>> BEGIN

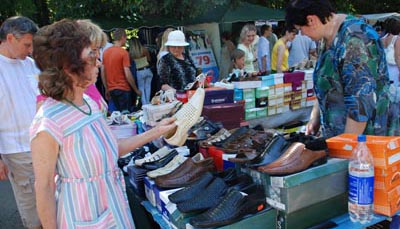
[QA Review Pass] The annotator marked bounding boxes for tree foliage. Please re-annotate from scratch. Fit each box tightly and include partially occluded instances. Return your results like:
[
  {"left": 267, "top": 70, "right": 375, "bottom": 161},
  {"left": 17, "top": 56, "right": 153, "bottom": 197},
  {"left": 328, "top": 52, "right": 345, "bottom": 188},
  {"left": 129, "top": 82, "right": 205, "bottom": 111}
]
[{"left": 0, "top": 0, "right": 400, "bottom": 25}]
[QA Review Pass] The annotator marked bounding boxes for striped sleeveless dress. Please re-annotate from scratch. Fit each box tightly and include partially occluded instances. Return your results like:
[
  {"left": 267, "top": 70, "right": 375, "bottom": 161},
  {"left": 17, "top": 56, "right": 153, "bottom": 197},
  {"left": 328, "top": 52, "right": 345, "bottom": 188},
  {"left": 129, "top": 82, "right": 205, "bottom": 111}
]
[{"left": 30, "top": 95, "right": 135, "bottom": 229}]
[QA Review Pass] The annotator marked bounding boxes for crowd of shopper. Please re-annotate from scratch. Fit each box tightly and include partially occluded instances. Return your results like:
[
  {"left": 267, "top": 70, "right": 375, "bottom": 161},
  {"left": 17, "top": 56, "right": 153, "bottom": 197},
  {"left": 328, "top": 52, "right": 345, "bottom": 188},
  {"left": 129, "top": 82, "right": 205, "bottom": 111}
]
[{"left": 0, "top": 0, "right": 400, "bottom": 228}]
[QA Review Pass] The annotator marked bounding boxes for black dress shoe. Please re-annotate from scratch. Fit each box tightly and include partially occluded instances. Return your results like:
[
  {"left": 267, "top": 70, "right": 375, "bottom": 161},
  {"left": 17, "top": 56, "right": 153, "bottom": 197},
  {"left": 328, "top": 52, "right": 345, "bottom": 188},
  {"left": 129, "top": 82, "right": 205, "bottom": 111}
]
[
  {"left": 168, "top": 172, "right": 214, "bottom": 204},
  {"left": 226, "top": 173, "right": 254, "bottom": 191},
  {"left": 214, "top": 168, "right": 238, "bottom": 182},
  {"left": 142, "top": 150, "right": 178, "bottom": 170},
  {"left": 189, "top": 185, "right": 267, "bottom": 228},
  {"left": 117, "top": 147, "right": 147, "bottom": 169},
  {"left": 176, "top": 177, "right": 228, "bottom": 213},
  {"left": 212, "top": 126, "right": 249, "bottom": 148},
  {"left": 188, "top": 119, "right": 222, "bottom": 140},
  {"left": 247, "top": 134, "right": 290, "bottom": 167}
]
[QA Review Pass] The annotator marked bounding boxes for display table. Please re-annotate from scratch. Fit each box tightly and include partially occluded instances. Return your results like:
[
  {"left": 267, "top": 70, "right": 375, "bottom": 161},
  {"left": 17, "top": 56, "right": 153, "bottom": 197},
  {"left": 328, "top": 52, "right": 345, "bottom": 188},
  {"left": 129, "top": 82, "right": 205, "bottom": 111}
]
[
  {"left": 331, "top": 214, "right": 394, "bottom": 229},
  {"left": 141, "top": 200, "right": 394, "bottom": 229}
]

>> END
>> BEGIN

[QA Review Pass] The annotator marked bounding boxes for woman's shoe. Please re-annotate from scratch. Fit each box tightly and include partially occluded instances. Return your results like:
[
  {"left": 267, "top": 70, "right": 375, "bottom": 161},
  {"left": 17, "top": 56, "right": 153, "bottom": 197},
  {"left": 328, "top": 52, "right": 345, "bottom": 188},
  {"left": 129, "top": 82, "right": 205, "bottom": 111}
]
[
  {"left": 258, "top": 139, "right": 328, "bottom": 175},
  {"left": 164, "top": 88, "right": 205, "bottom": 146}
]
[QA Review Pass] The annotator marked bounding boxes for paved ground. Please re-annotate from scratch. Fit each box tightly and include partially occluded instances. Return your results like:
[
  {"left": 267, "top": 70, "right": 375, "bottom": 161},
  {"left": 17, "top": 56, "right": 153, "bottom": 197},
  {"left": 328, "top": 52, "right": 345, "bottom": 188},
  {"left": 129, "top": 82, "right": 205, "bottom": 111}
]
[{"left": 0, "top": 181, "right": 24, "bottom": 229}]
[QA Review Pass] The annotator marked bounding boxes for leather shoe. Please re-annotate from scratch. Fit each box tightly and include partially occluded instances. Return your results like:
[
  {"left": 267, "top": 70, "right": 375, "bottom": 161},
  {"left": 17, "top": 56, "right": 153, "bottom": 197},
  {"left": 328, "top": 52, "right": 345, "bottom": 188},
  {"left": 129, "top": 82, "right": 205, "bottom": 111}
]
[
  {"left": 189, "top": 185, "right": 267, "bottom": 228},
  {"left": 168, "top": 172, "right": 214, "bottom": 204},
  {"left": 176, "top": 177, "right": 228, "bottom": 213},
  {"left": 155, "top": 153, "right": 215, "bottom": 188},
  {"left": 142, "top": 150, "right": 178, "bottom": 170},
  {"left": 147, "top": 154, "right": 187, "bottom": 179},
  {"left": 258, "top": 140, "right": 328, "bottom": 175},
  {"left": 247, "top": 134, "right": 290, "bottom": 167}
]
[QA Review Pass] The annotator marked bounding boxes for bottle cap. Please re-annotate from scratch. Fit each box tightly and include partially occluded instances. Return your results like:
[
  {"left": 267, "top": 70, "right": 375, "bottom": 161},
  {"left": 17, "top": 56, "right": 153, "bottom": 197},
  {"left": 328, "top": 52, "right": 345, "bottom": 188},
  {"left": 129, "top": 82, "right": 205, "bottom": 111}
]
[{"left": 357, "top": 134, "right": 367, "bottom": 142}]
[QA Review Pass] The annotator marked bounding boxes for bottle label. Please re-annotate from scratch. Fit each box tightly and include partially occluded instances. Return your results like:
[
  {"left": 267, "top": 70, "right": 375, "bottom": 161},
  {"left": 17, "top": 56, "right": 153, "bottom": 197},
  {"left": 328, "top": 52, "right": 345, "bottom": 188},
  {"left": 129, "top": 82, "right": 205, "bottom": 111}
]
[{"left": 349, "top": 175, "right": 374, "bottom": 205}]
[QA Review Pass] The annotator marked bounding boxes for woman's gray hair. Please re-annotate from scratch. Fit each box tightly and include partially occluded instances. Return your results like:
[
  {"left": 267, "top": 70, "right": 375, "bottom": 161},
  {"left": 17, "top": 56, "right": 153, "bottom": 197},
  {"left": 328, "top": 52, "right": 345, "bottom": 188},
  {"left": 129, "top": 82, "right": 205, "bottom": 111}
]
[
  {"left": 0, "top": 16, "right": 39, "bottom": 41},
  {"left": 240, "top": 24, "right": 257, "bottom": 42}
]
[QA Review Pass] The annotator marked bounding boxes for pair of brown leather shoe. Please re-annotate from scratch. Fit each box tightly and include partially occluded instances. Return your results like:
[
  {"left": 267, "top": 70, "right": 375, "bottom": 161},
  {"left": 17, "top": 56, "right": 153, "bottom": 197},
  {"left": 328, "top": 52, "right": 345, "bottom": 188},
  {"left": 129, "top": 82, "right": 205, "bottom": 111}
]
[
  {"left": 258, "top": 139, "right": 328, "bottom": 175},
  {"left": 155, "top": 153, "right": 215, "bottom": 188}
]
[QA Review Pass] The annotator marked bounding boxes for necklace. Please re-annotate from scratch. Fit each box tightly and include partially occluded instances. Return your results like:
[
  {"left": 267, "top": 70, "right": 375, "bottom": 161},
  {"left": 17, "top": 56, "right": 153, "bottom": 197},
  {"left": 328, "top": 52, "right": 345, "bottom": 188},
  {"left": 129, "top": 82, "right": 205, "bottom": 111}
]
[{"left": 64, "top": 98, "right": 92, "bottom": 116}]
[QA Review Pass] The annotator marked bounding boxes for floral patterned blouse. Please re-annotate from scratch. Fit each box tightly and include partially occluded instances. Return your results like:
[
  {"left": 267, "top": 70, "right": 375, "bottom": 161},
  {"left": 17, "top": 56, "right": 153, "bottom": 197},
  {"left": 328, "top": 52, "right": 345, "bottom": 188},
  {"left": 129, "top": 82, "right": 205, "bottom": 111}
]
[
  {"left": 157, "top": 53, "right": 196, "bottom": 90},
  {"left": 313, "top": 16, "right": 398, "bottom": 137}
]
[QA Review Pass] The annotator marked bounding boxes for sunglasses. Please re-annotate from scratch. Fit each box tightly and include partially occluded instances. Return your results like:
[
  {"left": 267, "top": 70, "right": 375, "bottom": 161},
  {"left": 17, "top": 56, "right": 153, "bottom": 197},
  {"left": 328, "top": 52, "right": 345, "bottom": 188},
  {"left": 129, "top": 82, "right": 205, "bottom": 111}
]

>> END

> _Exercise prompt_
Report each line of the entries above that contains the string "bottle", copying every such line in full.

> _Task answer_
[QA Review Pass] The annotator marked bounding boxes for bottle cap. Please re-annotate from scratch. Fit each box tightly and include partially occluded instances. Return your results like:
[QA Review Pass] The annotator marked bounding boxes for bottle label. Please re-annotate from scratch. Fit each box tightly and include partially occluded instances. Return your results like:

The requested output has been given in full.